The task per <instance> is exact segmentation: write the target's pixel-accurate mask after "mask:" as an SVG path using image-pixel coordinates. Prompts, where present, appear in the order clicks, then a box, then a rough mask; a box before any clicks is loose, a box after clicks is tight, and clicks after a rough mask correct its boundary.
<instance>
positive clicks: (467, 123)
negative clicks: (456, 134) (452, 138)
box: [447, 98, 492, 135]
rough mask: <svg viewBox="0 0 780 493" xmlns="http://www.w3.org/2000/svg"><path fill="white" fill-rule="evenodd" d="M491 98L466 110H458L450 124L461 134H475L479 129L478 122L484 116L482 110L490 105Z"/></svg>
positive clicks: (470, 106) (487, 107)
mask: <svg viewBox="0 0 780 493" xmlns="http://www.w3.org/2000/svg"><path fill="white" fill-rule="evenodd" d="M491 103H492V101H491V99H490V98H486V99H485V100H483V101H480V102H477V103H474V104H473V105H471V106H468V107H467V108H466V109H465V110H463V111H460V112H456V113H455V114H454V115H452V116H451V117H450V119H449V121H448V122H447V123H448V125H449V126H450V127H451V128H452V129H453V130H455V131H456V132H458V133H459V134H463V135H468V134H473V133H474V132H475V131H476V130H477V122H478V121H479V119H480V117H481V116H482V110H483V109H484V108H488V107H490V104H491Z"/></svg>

☆ ☆ ☆ ☆ ☆ ☆ ☆

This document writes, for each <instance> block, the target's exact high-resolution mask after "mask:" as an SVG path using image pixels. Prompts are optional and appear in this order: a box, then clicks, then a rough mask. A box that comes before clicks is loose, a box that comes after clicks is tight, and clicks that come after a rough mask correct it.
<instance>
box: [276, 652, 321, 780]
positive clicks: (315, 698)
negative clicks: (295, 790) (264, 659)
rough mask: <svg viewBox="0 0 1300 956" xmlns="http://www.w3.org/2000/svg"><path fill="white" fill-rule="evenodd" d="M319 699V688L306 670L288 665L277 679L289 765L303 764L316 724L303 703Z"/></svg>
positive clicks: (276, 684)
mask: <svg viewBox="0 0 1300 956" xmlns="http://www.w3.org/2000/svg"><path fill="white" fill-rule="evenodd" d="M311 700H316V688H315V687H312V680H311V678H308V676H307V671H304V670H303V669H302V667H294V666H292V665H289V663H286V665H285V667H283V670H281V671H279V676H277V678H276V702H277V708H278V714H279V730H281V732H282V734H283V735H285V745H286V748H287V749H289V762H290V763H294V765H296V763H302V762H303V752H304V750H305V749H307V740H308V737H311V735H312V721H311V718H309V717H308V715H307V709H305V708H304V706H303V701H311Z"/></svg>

☆ ☆ ☆ ☆ ☆ ☆ ☆

Among the lines of the data, which ones contain the word "negative"? Show them.

negative clicks: (456, 134) (452, 138)
negative clicks: (295, 790) (264, 659)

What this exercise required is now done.